Die Linkspartei versucht, sich ökologisch zu profilieren. Sie fordert, den öffentlichen Nahverkehr im Zuge eines »linken Green New Deal« auszubauen.

Der Entwurf mit dem Titel »Zeit zu handeln. Für soziale Sicherheit, Frieden und Klimagerechtigkeit!« bietet wenig Überraschendes. Die Linkspartei ist »für soziale Gerechtigkeit« und fordert deshalb eine Mindestrente von 1 200 Euro im Monat und einen Mindestlohn von 13 Euro in der Stunde. Sie plädiert für eine bessere Bezahlung und eine bessere personelle Ausstattung in den Pflegeberufen. Eine »solidarische Gesundheitsversicherung« und eine ebenso solidarische Pflegeversicherung sollen ­einen »Systemwechsel« bringen. »Mietenwahnsinn« und Verdrängung sollen durch einen bundesweiten »Mietendeckel« beendet werden. Kita, Schule und Studium sollen »gut« beziehungsweise »gebührenfrei« werden. Ostdeutsche sollen gleiche Renten wie Westdeutsche bekommen, Frauen nicht benachteiligt werden.

Die Partei versucht auch, sich ökologisch zu profilieren. Sie fordert, den öffentlichen Nahverkehr im Zuge eines »linken Green New Deal« auszubauen, der sozial gestaltet werden soll. Außerdem sollen der Flugverkehr verringert, mehr Güterverkehr auf die Schiene ­gebracht und die Autoindustrie »sozial und ökologisch« umgebaut werden. Bis 2040 soll es in der EU »klimaneu­tral« zugehen, zehn Jahre früher, als es die EU-Kommission plant.

Finanziert werden sollen die höheren Staatsausgaben zum einen durch die Aufnahme von Schulden. Die sogenannte Schuldenbremse sei eine »Investitionsbremse, die wir uns in diesen Zeiten nicht leisten können«, sagte Kipping bei der Präsentation des Programm­ent­wurfs. Zum anderen sollen die Steuereinnahmen steigen: Vermögen über einer Million Euro sollen mit einer fünfprozentigen Steuer belegt, Erbschaften strikter besteuert werden, eine Vermögensabgabe soll bei der Bewältigung der Coronakrise helfen. Mit diesen Mehreinnahmen könne man »den Einstieg in eine solidarische Gesellschaft« finanzieren.

● ● ●

Aufgaben dieser Übung ▸
a: Können Sie den Text über den Programmentwurf der Linkspartei zwischen „Der Entwurf mit“ und „nicht benachteiligt werden.“, einschließlich dieser Stellen, wiedergeben und darin „Mietendeckel“ durch „Mietenstopp“ ersetzen?
b: Beantworten Sie anhand des Texts über den Programmentwurf der Linkspartei:
(i) Wie hoch soll der geforderte Mindestlohn pro Stunde sein?
(ii) Bis zu welchem Jahr soll es in der EU laut Entwurf „klimaneutral“ zugehen?
(iii) Mit welcher Steuer sollen Vermögen über einer Million Euro belegt werden?

● ● ●

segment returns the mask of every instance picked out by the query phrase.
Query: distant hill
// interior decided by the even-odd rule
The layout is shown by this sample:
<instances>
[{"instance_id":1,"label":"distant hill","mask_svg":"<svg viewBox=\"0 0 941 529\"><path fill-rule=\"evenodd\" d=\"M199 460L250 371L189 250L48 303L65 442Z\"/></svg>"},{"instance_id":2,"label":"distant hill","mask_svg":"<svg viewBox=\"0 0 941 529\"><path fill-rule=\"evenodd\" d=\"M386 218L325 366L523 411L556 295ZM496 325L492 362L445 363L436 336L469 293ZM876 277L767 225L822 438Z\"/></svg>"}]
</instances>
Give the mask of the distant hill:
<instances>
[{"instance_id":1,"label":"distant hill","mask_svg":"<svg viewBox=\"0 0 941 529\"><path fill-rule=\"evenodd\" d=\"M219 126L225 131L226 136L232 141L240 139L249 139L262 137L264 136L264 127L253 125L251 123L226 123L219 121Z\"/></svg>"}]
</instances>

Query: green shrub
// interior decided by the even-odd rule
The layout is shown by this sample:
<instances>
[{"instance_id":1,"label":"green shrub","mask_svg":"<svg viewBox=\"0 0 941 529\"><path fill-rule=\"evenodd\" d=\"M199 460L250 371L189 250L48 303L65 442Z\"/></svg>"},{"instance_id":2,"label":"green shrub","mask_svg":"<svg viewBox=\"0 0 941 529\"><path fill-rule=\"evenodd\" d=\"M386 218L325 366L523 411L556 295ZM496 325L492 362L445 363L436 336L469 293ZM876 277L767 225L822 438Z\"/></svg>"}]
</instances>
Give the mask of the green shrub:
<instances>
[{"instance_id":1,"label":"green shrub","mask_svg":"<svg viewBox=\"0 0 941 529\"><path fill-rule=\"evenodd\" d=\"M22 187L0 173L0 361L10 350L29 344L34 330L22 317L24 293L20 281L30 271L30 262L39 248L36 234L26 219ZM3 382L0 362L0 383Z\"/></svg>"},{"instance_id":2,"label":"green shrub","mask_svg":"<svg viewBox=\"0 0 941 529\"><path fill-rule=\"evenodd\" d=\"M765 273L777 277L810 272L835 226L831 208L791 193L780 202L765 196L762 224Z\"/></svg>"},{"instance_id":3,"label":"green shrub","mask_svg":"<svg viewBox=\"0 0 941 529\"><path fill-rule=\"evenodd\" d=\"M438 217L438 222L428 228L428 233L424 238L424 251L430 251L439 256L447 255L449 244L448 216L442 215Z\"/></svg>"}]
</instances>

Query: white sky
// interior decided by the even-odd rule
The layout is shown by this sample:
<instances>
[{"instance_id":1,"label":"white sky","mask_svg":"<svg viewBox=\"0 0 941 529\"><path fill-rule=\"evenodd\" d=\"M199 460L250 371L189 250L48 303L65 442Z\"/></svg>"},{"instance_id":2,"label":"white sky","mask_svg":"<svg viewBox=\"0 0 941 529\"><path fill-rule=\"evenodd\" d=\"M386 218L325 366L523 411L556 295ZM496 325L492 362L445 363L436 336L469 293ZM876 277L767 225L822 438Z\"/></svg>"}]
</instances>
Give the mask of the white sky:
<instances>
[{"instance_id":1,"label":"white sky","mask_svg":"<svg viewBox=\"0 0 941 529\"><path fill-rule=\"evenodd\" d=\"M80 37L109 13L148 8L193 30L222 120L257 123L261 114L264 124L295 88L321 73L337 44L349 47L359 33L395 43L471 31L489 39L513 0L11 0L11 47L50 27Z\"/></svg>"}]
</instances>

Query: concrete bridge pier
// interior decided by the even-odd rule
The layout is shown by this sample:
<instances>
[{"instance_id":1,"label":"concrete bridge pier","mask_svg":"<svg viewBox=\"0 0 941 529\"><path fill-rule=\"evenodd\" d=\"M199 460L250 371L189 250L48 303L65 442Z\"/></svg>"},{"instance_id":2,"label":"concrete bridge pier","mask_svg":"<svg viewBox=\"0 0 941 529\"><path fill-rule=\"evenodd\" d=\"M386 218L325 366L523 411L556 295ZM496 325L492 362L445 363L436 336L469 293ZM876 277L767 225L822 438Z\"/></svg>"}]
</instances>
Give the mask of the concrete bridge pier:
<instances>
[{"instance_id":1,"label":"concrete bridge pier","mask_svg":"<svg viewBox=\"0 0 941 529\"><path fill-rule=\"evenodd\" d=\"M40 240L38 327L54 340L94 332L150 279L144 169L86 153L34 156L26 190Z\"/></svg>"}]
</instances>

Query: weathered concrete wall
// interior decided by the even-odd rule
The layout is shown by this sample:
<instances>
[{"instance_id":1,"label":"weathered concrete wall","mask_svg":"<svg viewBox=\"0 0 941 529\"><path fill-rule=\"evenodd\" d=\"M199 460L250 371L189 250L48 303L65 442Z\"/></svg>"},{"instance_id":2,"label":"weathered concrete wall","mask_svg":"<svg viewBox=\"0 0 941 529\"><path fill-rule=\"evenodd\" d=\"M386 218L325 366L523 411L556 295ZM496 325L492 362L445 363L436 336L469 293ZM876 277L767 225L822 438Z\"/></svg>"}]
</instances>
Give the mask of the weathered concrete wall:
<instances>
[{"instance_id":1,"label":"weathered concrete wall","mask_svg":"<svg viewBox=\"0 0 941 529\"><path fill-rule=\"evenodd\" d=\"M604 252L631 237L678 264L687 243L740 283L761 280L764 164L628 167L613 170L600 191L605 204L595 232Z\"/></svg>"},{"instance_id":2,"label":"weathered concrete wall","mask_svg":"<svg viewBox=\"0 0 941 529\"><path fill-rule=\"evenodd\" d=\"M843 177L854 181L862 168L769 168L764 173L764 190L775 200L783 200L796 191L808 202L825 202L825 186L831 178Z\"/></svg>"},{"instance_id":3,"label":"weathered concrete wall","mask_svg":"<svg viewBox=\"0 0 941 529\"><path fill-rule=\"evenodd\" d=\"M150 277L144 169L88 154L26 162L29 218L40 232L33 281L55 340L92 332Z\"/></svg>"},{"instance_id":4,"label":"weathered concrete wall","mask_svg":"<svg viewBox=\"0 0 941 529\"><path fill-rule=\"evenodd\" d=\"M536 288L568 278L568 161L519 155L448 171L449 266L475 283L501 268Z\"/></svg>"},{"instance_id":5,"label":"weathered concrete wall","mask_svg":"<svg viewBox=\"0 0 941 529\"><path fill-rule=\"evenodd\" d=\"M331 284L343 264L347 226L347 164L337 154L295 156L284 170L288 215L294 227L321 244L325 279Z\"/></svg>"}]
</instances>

● ● ●

Lösungen der Übung ▸
a:
Der Entwurf mit dem Titel »Zeit zu handeln. Für soziale Sicherheit, Frieden und Klimagerechtigkeit!« bietet wenig Überraschendes. Die Linkspartei ist »für soziale Gerechtigkeit« und fordert deshalb eine Mindestrente von 1 200 Euro im Monat und einen Mindestlohn von 13 Euro in der Stunde. Sie plädiert für eine bessere Bezahlung und eine bessere personelle Ausstattung in den Pflegeberufen. Eine »solidarische Gesundheitsversicherung« und eine ebenso solidarische Pflegeversicherung sollen ­einen »Systemwechsel« bringen. »Mietenwahnsinn« und Verdrängung sollen durch einen bundesweiten »Mietenstopp« beendet werden. Kita, Schule und Studium sollen »gut« beziehungsweise »gebührenfrei« werden. Ostdeutsche sollen gleiche Renten wie Westdeutsche bekommen, Frauen nicht benachteiligt werden.

b:
(i) 13 Euro in der Stunde
(ii) Bis 2040
(iii) Mit einer fünfprozentigen Steuer